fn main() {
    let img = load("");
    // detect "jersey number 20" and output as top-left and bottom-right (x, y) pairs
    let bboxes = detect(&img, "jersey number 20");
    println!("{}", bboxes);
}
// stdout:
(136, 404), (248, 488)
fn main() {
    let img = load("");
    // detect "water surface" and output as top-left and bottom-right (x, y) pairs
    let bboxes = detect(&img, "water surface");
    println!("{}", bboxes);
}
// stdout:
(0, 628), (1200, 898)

....

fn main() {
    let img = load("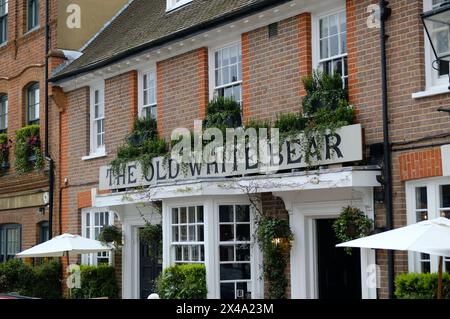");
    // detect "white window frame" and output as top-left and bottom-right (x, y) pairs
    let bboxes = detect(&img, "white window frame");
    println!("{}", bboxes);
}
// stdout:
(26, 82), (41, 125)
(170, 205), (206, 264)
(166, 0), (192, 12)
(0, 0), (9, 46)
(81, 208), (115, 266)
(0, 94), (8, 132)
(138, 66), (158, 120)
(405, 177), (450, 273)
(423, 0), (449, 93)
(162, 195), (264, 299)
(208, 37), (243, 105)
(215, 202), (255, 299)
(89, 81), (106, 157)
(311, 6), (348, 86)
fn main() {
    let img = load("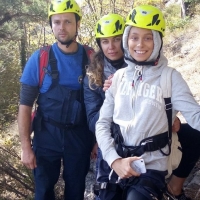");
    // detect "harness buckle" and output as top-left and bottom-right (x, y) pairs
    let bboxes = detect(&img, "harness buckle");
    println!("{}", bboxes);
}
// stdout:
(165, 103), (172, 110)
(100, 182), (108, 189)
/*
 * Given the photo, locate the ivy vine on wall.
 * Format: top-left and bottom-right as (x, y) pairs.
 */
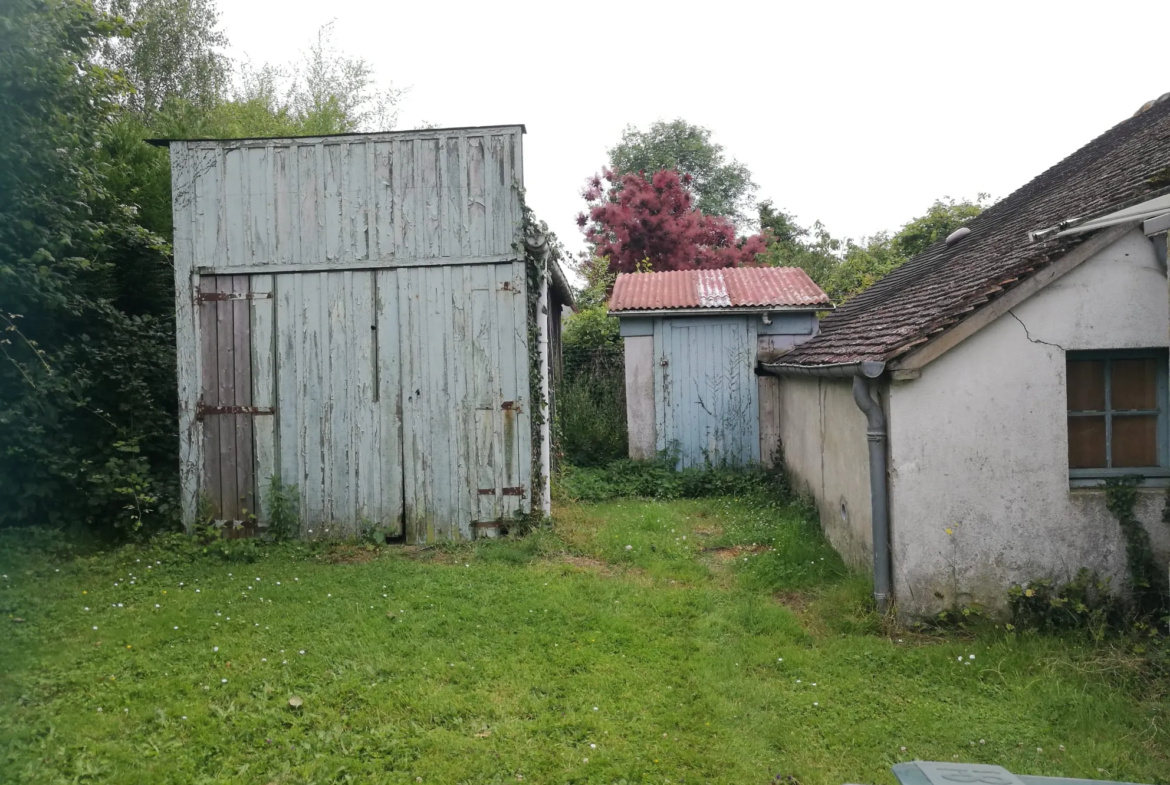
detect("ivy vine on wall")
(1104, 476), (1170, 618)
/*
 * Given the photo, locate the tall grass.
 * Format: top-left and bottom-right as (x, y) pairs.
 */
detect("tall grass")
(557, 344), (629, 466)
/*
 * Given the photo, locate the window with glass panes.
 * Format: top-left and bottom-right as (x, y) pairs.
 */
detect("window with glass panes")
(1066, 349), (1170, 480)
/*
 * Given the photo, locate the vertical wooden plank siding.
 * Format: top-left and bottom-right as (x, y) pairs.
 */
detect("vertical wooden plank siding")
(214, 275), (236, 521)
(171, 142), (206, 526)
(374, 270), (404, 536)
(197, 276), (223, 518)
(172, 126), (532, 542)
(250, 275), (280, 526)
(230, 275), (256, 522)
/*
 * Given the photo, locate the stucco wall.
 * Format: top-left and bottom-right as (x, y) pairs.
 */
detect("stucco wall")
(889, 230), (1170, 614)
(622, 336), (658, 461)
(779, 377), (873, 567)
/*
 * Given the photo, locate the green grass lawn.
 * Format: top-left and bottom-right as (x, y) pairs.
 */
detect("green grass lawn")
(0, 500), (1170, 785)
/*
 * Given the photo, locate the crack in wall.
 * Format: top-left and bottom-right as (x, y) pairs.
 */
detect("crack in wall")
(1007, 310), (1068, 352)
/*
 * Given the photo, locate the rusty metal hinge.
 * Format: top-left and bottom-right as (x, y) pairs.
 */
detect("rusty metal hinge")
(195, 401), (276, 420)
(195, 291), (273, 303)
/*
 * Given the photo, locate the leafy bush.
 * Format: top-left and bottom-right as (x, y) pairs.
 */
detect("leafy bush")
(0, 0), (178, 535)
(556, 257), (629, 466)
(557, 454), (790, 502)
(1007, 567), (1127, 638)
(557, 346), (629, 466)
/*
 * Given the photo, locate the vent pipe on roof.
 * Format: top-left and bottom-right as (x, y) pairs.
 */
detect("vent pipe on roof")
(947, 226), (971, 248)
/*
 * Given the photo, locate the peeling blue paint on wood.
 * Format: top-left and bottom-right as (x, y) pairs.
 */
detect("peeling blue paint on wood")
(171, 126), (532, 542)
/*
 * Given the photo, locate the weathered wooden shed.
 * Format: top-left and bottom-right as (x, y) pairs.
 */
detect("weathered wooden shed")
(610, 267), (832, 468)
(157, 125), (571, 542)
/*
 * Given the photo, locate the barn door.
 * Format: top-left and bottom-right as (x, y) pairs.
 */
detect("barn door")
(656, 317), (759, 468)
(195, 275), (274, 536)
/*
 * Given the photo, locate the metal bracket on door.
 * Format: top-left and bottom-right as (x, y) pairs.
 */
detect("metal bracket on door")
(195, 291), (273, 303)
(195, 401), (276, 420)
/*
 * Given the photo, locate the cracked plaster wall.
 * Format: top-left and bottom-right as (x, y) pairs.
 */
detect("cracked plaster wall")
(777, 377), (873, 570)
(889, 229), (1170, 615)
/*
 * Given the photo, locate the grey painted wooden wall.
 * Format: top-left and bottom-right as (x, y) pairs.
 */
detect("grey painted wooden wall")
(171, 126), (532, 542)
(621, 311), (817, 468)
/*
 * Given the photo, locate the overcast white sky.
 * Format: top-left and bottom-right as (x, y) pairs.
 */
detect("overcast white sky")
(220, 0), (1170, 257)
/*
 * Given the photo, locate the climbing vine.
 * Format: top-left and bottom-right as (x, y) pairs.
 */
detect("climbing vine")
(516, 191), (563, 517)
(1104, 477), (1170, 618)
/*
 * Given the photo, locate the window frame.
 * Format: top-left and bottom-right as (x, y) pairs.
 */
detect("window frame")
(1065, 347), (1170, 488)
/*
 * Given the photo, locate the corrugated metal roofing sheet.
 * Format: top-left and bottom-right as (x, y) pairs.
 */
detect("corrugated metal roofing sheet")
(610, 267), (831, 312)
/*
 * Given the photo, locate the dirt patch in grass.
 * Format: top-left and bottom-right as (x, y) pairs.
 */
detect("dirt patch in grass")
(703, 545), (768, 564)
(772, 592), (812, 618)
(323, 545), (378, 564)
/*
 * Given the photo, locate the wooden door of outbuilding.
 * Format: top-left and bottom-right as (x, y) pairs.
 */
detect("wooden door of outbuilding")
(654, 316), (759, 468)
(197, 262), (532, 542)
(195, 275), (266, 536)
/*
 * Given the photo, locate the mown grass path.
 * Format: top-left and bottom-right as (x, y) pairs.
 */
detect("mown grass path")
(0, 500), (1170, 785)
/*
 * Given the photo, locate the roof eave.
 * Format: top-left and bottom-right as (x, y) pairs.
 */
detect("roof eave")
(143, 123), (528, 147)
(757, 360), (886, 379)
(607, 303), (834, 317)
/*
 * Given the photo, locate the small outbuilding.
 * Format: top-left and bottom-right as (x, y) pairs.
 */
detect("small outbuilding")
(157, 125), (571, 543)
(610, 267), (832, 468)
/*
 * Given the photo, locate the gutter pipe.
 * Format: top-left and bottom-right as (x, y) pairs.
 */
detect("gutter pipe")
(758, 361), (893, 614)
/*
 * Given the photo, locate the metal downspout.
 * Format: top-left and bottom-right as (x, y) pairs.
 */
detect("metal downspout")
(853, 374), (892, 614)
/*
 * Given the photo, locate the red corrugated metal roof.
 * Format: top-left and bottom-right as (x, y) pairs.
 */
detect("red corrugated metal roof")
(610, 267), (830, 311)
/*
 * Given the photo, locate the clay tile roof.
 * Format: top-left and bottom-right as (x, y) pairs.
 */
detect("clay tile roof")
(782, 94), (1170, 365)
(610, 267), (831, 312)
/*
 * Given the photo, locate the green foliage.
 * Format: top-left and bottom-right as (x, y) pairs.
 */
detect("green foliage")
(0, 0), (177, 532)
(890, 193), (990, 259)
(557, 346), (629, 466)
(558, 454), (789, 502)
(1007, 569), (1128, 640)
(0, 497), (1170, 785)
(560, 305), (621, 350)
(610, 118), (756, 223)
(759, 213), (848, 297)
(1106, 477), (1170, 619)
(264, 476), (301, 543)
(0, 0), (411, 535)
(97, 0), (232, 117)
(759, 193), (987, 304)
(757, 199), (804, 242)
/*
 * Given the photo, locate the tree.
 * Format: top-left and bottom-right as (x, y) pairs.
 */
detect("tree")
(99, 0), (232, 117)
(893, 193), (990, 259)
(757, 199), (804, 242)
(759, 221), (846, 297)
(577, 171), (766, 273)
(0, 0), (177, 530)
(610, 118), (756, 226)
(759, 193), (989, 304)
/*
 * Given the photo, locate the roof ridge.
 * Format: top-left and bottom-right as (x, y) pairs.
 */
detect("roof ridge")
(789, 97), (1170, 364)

....

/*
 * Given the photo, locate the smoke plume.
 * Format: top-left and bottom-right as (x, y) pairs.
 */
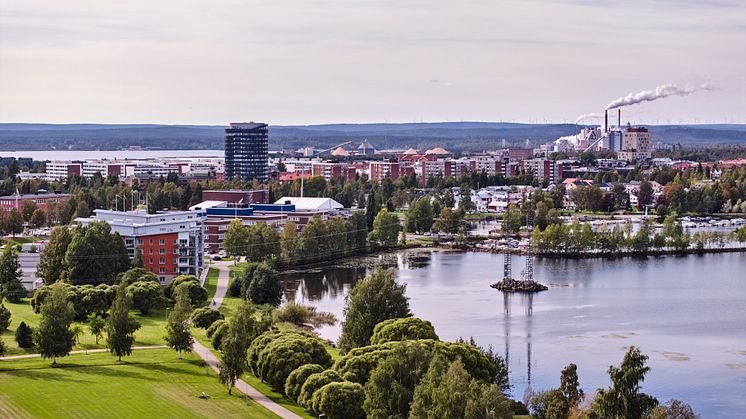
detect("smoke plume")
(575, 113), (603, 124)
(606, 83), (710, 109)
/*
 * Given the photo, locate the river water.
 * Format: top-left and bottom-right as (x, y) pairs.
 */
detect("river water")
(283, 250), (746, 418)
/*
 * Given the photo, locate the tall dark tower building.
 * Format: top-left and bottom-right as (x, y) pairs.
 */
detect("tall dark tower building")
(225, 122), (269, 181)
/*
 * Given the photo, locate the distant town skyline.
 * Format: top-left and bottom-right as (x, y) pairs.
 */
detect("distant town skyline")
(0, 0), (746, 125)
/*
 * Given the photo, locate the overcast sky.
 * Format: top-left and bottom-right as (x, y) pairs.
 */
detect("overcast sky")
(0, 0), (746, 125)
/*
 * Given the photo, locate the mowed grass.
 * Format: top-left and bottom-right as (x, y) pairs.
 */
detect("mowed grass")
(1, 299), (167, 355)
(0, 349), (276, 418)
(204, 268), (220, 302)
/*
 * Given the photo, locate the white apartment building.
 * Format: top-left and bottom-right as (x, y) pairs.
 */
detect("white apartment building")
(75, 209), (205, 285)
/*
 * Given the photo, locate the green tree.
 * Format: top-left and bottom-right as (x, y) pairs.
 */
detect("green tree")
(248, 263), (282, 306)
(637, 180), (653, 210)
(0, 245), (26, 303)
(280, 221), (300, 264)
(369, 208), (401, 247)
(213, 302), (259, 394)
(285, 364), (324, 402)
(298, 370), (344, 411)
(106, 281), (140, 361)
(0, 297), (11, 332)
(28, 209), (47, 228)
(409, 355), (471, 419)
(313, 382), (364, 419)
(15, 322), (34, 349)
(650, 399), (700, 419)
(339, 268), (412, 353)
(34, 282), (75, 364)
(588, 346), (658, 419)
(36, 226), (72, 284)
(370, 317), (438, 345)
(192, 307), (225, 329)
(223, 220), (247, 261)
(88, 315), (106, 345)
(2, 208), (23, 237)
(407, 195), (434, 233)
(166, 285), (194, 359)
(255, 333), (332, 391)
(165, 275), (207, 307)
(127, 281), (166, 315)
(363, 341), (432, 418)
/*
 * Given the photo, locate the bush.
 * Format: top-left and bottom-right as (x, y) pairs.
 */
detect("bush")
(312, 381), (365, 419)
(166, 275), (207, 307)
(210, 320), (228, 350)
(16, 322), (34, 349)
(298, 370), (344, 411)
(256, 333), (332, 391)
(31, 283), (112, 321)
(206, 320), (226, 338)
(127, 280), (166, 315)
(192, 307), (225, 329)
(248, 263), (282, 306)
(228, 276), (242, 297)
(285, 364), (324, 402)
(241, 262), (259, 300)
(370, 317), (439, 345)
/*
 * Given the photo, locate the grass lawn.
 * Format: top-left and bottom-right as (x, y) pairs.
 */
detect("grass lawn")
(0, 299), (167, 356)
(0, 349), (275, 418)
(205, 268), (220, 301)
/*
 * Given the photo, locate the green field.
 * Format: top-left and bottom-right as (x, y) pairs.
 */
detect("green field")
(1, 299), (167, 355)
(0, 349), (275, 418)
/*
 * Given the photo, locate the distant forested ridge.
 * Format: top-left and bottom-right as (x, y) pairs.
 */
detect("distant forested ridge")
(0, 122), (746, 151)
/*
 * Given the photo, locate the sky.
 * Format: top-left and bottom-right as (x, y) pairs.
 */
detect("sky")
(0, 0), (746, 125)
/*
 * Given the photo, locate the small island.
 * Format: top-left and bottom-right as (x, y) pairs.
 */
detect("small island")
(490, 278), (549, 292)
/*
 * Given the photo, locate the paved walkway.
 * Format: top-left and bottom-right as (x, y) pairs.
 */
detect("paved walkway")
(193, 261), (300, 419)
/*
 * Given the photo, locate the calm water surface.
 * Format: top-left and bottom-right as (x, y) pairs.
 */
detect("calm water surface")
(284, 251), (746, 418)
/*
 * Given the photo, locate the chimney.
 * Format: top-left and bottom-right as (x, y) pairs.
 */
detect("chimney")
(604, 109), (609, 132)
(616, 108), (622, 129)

....

• **Directive**: Which lines of the material above contain the string "foliage"? Copy out each such line, treating case as significant.

• **The output**:
 * Given the photo, locate the green foliage.
detect("green foliage")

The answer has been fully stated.